▸ SELECTION
== == ==

Humiliation was the point of the exercise --- a matter of no small significance, as the humiliation of this treaty, for both Germany in general and the military in particular, was one of Hitler's main rallying points (and his attribution of the humiliating defeat of the "German war machine" to "betrayal" by the Jews was an early and significant rallying point against them).

The result of all this, of course, was World War II. And after that, we could have tried to humiliate Germany even more (American treasury secretary Henry Morgenthau actually proposed destroying German civilian industry, and reducing the country to a nation of peasants); instead the West poured money into at least the sections of Germany under its own control (via the Marshall plan), and actually assisted the Germans in the creation of a military which was at least suitable for territorial defense against an external military force. With, generally, much happier results.

The outlines of this story, if not the details, are familiar to most high school students, if not to Hanson and his editors at the National Review. And it's not as if Callahan, or I, have taken the remark out of a context that might legitimate it; the passage quoted above continues directly with a looking-glass look at Vietnam, where we might have ended the conflict at a stroke by choosing not to "permit" Northern forces to return to the South, but apparently lacked the iron will. So much for the lessons of recent history.

(If you're wondering whether this is perhaps unfair to Hanson, who is generally so focused on important goings-on in the hamlets of ancient Greece that he may be a bit fuzzy on relatively trivial current events like, say, the rise of Hitler, read Callahan, who catches him claiming the speech of one Cleon, described by Thucydides as "the most violent man at Athens", as the wisdom of Thucydides himself. Are you surprised to hear that Cleon was out for blood?)

Clearly, Callahan has a legitimate beef with Hanson. But is it really that he's trying too hard to draw lessons from history, or is it a more basic failure to exercise his responsibility, as a historian, to "construct the past that the evidence compels him to believe is true"?

Callahan does his best to argue the point, posing a counterfactual in which the Western powers decline to engage Hitler in combat, accept all his refugees (avoiding the Holocaust), and let him and Stalin beat each others' brains out, to the general betterment of all. Which has its improbable points (particularly the part where the Western powers accept large numbers of Jewish refugees), but let's leave that aside, and assume that a true oracle has told us that Callahan's scenario works, and that Neville Chamberlain's real goof wasn't cutting a deal at Munich, but declaring war not too many months later. What does that prove?

It would remain the case that Germany posed a danger to England and France (as is established by the actual course of events beyond any doubt!) and that the humiliating provisions of the Versailles treaty played a key role in creating that danger. Whatever the leadership of what were to become the allies decided to do about the danger, it would remain, at least, likely that the danger could have been avoided with less vengeful conduct at the end of World War I. And it would remain plausible to draw the lesson that a humiliated, economically bankrupt, former great power (like, say, contemporary Russia) isn't always a fun thing to have around, particularly if they have reasons to hate your guts (like, say, our continuing failure to even acknowledge, let alone do something about, the damage from American-inspired "shock reform" in the '90s). Or that leaders (like, say Musharraf in Pakistan) who have an established record of fanning ethnic hatred at home while presenting themselves as "people who we can do business with" abroad, can't always be relied on to keep their deals. That is, after all, pretty much what Chamberlain thought about Hitler, right up to the invasion of Poland.

== == ==

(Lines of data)
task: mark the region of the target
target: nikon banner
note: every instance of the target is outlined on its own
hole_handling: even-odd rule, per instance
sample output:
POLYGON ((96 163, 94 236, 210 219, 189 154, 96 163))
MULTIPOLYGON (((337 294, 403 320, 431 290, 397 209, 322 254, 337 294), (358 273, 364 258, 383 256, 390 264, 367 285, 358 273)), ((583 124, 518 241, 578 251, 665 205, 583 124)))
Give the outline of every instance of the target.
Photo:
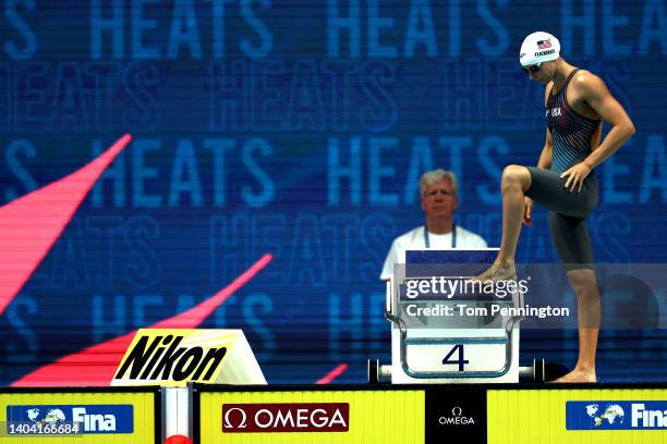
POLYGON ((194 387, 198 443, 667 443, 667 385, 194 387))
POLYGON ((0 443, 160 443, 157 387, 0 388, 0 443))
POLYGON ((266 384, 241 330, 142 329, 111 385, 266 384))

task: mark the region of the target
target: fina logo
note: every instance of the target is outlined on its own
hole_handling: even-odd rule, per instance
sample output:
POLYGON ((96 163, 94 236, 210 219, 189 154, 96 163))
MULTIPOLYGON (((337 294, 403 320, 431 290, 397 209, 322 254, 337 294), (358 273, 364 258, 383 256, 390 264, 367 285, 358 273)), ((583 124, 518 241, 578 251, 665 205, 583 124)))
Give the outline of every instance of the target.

== == ==

▸ WRITTEN PROBLEM A
In the essay on Versailles and its lessons, write out the passage starting at "The outlines of" and ending at "of recent history.", replacing "high school students" with "college freshmen".
▸ WRITTEN PROBLEM B
Answer these questions from the essay on Versailles and its lessons:
(i) Which American treasury secretary proposed destroying German civilian industry?
(ii) How does Thucydides describe Cleon?
(iii) Which leader in Pakistan is named as having a record of fanning ethnic hatred at home?
The data plays no part in this work.

▸ FINAL RESULT A
The outlines of this story, if not the details, are familiar to most college freshmen, if not to Hanson and his editors at the National Review. And it's not as if Callahan, or I, have taken the remark out of a context that might legitimate it; the passage quoted above continues directly with a looking-glass look at Vietnam, where we might have ended the conflict at a stroke by choosing not to "permit" Northern forces to return to the South, but apparently lacked the iron will. So much for the lessons of recent history.

▸ FINAL RESULT B
(i) Henry Morgenthau
(ii) As "the most violent man at Athens"
(iii) Musharraf